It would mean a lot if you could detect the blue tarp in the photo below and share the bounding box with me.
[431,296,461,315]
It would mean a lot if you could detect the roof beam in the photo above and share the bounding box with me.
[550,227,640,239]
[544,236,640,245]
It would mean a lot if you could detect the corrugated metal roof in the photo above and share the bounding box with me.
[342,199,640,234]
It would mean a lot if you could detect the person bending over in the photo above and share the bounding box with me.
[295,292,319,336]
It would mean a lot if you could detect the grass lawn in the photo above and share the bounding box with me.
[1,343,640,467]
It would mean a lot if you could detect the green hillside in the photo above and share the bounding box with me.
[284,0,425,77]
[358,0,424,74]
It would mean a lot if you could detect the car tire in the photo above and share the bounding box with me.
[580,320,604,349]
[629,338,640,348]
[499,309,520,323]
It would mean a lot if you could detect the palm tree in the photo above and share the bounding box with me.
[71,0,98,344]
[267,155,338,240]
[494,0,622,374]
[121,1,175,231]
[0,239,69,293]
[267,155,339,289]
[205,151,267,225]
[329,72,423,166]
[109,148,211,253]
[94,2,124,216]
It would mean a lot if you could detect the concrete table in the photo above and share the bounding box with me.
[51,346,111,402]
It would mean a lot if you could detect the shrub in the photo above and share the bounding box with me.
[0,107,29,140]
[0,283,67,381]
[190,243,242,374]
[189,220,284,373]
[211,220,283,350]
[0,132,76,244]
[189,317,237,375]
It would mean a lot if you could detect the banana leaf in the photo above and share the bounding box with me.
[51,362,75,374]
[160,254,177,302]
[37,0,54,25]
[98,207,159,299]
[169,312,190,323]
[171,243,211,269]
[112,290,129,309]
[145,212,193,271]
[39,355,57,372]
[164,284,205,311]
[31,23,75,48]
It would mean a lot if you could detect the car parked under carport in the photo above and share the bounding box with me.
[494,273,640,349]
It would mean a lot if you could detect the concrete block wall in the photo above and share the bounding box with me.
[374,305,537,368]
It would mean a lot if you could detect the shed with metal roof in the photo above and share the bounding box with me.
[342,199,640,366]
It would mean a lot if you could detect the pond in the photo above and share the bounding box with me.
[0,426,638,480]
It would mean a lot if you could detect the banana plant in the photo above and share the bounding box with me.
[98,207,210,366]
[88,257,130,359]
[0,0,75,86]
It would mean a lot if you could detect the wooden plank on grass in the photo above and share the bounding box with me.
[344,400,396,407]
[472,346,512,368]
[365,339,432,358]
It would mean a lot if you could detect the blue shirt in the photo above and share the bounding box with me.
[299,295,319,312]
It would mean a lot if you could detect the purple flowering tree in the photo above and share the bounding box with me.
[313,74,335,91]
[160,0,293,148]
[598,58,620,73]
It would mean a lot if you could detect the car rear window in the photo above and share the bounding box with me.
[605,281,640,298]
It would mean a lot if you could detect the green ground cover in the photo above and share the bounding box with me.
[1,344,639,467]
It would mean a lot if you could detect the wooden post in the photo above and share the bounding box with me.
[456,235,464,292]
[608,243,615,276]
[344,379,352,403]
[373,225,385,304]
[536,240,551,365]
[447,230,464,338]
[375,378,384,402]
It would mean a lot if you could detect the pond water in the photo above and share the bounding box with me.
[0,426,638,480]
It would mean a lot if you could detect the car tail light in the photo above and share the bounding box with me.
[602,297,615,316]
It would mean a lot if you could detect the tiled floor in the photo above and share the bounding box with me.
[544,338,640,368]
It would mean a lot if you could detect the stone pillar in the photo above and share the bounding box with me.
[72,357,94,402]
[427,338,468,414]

● **Task item**
Reproduce every line of the material above exactly.

● **Solution to the exercise**
It would mean a lot if you could detect the blue tarp in the photo below and share the bounding box with me.
[431,296,461,315]
It would mean a lot if you could detect the roof beam in the photo above and share the bounding box with me.
[550,227,640,239]
[544,236,640,245]
It would mean a lot if you could detect the corrugated metal roof in the photo above and share the bounding box with me.
[342,199,640,234]
It would mean a lot if you could detect the person bending over in the photo above and share the bounding box with me.
[295,292,319,336]
It would mean a lot if you could detect the grass lawn in the photo above and share the bounding box with me.
[1,343,640,467]
It would mean a lot if you could detect the green hillside in the photo above and share the bounding box with me.
[284,0,425,77]
[358,0,424,74]
It would mean a lot if you could detect the car tire in the photo above and share the bounding box with me.
[580,320,604,349]
[629,338,640,348]
[499,309,520,323]
It would mean a lot if you could detect the palm tree in the photo above and share the bounding box with me.
[71,0,98,344]
[267,155,338,240]
[494,0,622,374]
[121,1,175,231]
[0,239,69,293]
[267,155,339,289]
[205,151,267,225]
[329,72,423,166]
[109,148,211,253]
[94,2,124,216]
It would mean a lot if you could detect the concrete table in the photo above and share the bounding box with me.
[51,346,111,402]
It would mean a lot if you could detect the shrub in the photo above and share the bounding box with me.
[0,107,29,140]
[0,283,67,381]
[190,243,242,374]
[189,220,284,373]
[211,220,283,350]
[0,132,76,244]
[189,317,237,375]
It would mean a lot if you could detect the banana leaf in the photo above and share the bounding box with me.
[51,362,75,374]
[160,254,177,302]
[37,0,54,25]
[98,207,159,299]
[169,312,190,323]
[171,243,211,269]
[112,290,129,309]
[145,212,193,271]
[39,355,57,372]
[164,284,205,311]
[31,23,75,48]
It would mean a lot if you could detect the car parked under carport in the photo above and share the bounding box with me.
[494,273,640,349]
It would mean a lot if you could detect the concrete block wall in the photo above and share the bounding box with me.
[374,305,537,368]
It would mean a lot if you could detect the shed with metal roof in the photo above and share the bounding box with me.
[342,199,640,366]
It would mean a lot if you could detect the pond in the photo above and share the bounding box with me.
[0,426,638,480]
It would mean a lot if you could detect the banana plant in the photo above and share the bounding box with me.
[98,207,210,366]
[88,257,130,359]
[0,0,75,86]
It would mean a lot if you could detect the wooden plank on grass in the photo above and share the bounding box with me.
[344,400,396,407]
[472,346,512,368]
[365,339,432,358]
It would mean a lot if you could detect the blue shirt in the photo above and share the bounding box with me.
[299,295,319,312]
It would mean a lot if you could detect the purple flowering tree in the photo above and share the bounding box with me.
[313,74,335,91]
[160,0,293,148]
[598,58,620,73]
It would mean a lot if you could detect the car rear window in the photo above and share the bounding box with me.
[605,281,640,298]
It would mean a lot if you could detect the green ground cover in the photo above and share the bounding box with me.
[1,344,639,467]
It would mean a lot if you could detect the wooden post in the photo above and share the bounding box with me.
[456,235,464,292]
[608,243,615,276]
[344,379,352,403]
[373,225,385,304]
[536,240,551,365]
[447,230,464,338]
[375,378,384,402]
It would mean a lot if you could detect the pond water in the photo above and share the bounding box with me.
[0,426,638,480]
It would mean a lot if you could detect the car tail light in the photo above and share the bounding box with me.
[602,297,615,316]
It would mean a lot if you could detect the tiled floor in the photo above and share the bounding box with me.
[544,338,640,368]
It would mean a lot if you could detect the stone pillar in the photo above and share the bounding box with me.
[72,357,94,402]
[427,338,468,414]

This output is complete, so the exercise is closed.